Passage
* start *
The concert took place in front of the closed curtain, which did little to help the acoustics, and began with three concertos: A-major, RV 158, followed by D-major, RV 208, dubbed "Greosso Mogul", with Lucio Degani as soloist, and finally the Concerto in A-minor for two violins, strings and harpsichord, with soloists Degani and Duccio Ceccanti. And they gave us a Vivaldi that Vivaldi would himself have recognised -- lively, full of variety, with lots of sweet melodies as well as fireworks, the displays of virtuosity punctuated by moments of extreme tenderness.
Vivaldi, after all, was never really interested in philosophical questions. He was an entertainer, that was the task he set himself and that is what he achieved.
A virtuoso himself, Venice had nicknamed Vivaldi "the red priest", for he had inherited his father's red hair. Born in Venice on 4 March, 1678, while the city was shaken by an earthquake, he was destined to become one of the stranger fish occupying the musical waters. Under the guidance of his father, a professional violinist and composer, he became a child prodigy, playing the violin to the acclaim of Venice's adoring tourist crowds. When he was 25 he took his first job teaching music at a girl's school for orphans and paupers, the "Ospedale della Pieta". He was also ordained, though it seems he trained as a priest mainly so he could devote himself to his music. Whatever, he taught on and off at the Ospedale for 15 years, until his career took him elsewhere. His position at the Ospedale required him to teach the young girls to play music, and to write two concertos every month for them to perform. Their concerts eventually became highlights of the busy Venetian social calendar, frequented by the local aristocracy and foreign visitors alike. Vivaldi's concertos became a kind of event, contemporary tourist blockbusters, and he seems to have produced 500 of them in total, 230 for solo-violin. He was, however, doing his best to write opera and when his first, Ottone in Villa, was staged, he became manager of the San Angelo Opera, tone of the mainstays of the Venetian social scene. Documentary evidence suggest he wrote over 40 operas and in the process acquired vast amounts of money. But Vivaldi was also a spendthrift, and when the fickle, fashion-conscious audiences began to lose interest in his compositions, turning instead to younger composers, he found himself stranded. In 1740, at the age of 62, he found himself in Vienna, penniless. He died on 28 July, 1741, receiving a pauper's burial in an unmarked grave.
He and his music remained forgotten for nearly 200 years until, in 1926, a musicologist was called into a monastery in Piedmont to help them sell some old manuscripts. Among the hoard where 97 folios of Vivaldi's works, including 100 concertos, 12 operas, 29 cantatas and oratorios. Still more of his music was to come to light later, and new discoveries are still being made. The Vivaldi phenomena, though, only really took off in 1960, since which date he has become a fixture of the international repertoire with at least one piece, the Four Seasons, becoming that rare thing, a genuinely popular classic.
* end *
Raw data
* start *
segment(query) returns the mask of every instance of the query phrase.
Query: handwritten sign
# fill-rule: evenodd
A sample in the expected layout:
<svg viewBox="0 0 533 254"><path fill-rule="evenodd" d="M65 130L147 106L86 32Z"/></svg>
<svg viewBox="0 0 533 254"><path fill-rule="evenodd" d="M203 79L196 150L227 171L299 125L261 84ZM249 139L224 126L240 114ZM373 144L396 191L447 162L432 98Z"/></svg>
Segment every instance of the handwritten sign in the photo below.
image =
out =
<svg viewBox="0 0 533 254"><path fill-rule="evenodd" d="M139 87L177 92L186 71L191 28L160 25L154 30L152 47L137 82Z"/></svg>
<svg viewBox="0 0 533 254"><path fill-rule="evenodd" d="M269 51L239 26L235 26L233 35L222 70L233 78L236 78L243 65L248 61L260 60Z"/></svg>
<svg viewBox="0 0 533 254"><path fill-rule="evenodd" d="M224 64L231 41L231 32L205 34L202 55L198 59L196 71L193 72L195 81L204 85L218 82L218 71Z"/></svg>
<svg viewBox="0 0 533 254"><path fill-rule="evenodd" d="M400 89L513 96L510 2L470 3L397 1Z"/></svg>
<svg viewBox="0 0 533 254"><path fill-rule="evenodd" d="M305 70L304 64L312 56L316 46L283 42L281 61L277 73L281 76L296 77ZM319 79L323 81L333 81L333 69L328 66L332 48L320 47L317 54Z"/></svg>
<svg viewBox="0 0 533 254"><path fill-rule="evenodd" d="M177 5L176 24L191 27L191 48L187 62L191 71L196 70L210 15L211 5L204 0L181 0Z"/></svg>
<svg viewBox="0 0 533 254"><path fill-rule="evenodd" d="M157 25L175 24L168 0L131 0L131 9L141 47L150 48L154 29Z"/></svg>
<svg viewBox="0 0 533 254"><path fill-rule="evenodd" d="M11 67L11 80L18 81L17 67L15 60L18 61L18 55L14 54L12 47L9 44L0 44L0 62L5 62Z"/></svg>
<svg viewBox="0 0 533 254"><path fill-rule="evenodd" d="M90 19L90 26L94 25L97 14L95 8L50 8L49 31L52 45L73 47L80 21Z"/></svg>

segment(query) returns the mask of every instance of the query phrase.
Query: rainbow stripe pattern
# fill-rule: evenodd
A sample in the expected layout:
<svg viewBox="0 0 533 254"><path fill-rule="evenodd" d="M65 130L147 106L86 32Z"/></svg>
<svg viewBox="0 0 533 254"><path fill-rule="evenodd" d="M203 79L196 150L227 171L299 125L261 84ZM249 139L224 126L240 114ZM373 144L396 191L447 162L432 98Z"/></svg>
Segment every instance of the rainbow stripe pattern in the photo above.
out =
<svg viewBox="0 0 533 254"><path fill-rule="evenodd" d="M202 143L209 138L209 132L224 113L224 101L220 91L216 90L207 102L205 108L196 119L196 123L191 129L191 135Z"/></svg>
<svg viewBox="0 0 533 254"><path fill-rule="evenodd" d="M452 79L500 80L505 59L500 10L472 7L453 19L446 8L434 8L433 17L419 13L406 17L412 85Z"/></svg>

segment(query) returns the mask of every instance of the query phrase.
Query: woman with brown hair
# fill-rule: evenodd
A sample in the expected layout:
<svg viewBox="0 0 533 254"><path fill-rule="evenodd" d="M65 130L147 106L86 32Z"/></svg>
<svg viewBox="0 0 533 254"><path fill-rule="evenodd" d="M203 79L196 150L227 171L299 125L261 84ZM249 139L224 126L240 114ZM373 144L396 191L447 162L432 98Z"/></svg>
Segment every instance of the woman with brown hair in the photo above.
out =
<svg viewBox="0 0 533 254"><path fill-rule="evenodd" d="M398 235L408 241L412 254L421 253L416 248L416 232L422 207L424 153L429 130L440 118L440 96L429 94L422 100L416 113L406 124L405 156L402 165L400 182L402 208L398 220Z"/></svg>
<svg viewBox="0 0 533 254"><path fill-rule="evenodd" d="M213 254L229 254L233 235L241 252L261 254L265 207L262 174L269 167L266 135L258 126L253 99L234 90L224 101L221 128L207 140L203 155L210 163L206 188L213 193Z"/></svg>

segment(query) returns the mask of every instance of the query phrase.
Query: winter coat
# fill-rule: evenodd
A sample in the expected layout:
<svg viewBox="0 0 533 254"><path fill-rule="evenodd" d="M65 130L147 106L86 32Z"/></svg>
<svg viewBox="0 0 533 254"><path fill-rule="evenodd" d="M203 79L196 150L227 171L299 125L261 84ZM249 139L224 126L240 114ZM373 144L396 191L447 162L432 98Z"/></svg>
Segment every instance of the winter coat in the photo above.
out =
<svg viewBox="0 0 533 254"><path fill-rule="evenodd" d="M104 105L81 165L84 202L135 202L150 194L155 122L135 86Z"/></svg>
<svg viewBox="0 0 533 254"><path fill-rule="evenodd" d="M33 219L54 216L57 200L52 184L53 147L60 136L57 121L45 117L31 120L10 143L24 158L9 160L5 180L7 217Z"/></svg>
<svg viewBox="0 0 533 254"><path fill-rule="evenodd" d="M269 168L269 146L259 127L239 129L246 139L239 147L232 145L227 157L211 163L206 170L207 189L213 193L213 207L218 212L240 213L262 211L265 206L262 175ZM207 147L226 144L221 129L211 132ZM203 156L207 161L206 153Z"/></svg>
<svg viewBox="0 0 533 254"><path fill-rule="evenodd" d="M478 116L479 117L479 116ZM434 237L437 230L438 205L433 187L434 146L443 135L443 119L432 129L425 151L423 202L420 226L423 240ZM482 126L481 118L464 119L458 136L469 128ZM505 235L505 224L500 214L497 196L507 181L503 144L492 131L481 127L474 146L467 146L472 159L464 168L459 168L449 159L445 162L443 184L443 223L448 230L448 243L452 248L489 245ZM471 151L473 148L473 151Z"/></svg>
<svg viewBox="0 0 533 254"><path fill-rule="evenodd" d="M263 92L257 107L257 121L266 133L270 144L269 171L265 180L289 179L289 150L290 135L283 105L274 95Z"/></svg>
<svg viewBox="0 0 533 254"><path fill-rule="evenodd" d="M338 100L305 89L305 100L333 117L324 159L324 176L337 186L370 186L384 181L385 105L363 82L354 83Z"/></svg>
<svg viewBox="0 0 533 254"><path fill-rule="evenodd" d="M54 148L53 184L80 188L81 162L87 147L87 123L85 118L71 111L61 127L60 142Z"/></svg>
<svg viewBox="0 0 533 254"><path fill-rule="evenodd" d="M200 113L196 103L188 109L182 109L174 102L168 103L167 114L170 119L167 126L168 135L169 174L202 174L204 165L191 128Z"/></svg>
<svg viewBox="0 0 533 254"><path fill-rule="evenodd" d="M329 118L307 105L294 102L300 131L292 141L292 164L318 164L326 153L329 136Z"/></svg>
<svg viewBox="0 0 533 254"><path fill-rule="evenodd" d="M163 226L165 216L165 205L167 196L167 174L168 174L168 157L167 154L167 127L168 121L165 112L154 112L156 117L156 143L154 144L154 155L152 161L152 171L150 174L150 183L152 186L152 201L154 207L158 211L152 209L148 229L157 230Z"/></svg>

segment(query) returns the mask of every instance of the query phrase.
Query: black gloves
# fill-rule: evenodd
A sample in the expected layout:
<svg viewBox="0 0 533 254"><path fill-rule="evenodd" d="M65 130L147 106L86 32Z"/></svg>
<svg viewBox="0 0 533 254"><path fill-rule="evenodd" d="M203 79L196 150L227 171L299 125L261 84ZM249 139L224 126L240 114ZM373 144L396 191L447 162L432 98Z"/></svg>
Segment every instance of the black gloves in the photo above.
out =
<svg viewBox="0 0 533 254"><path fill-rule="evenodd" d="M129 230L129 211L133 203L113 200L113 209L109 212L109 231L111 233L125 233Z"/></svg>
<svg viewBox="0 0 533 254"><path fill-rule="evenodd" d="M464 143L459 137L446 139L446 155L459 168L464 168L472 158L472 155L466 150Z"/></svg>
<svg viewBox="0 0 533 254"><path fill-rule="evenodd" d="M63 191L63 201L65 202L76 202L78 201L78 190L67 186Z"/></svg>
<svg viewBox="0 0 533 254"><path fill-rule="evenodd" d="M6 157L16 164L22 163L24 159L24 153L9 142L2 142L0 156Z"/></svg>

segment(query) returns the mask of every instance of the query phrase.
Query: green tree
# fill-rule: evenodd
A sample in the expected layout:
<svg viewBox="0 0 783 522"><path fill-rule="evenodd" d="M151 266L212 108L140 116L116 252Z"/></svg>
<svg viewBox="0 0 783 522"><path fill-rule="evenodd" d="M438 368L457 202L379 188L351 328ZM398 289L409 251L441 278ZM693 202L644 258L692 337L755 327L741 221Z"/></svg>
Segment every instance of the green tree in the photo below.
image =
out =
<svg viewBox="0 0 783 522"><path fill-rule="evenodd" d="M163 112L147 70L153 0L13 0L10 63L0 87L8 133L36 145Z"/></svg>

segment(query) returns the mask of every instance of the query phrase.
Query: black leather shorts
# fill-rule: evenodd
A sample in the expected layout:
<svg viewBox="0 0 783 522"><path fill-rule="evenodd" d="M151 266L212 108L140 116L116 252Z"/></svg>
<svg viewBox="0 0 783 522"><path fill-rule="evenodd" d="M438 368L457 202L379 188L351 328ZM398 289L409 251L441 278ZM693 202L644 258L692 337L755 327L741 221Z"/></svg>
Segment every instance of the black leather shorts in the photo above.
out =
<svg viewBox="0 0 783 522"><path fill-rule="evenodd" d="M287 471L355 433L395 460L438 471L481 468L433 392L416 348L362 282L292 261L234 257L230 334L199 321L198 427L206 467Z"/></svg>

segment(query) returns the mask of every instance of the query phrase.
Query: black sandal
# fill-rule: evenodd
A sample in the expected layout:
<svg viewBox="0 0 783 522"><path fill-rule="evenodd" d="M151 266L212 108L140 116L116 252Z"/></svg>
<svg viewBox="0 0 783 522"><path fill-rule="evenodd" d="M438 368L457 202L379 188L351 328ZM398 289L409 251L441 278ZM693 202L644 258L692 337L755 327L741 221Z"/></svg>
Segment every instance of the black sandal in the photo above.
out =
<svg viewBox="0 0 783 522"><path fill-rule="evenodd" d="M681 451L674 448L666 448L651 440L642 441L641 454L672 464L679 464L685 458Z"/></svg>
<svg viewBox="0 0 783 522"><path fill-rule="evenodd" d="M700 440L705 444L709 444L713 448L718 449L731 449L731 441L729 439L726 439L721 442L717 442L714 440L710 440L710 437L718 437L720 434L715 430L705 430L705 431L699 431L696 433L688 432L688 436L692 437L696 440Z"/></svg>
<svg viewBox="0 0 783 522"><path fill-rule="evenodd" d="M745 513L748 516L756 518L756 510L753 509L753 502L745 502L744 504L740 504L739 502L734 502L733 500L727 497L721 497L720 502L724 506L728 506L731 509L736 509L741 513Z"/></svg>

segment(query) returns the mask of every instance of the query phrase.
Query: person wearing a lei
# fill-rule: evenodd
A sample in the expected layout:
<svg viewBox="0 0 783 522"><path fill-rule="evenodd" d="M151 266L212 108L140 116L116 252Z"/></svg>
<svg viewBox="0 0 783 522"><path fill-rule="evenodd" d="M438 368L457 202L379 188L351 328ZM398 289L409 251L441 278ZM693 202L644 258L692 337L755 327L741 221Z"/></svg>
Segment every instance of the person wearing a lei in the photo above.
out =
* end *
Written task A
According to the passage about Vivaldi, how old was he when he took his first job teaching music?
Written task B
Decide whether each statement agrees with the passage about Vivaldi, and back each verdict with the deciding words quoted from it: (i) Vivaldi was born while Venice was being shaken by an earthquake. (ii) The concert was performed with the curtain open. (iii) Vivaldi taught at the Ospedale for 20 years.
Written task C
Write a continuation of the passage about Vivaldi, picking up after its final sentence.

Response A
He was 25.

Response B
(i) Yes: "Born in Venice on 4 March, 1678, while the city was shaken by an earthquake"
(ii) No: "The concert took place in front of the closed curtain"
(iii) No: "he taught on and off at the Ospedale for 15 years"

Response C
Predictably, it was the Seasons that made up the second part of Friuli Venezia's concert and the orchestra's interpretation was near perfect, aided and abetted by the violin solo's beautiful evocation of the sleeping shepherd in the second movement of spring. Lucio Degani deserved his endless cheers, and responded with an encore, Paganini's Theme and variations on the fourth string.
Cairo Opera Company with Caroline Dumas, Cairo Opera Orchestra, cond. Ernst Schelle: French Opera Gala, Cairo Opera House, Main Hall, 12 December, 8pm
They were all there, Pearl Fishers, Thais, Faust, Lakme, all present and correct and bidding farewell to Caroline Dumas, their faithful promoter who for a decade has been giving advanced courses in singing to sopranos Iman Moustafa, Mona Rafla, Amira Selim and to tenor George Wanis and bass-baritone Reda El-Wakil among others, mainly at the Ecole Normale de Musique de Paris, though at regular intervals in Cairo where she coached young talents and granted scholarships.
Her agreement with the Cairo Opera House having come to a close, Caroline Dumas gave a farewell Gala Concert, last Thursday, with some of her students and the Cairo Opera Orchestra conducted by the German Ernst Schelle.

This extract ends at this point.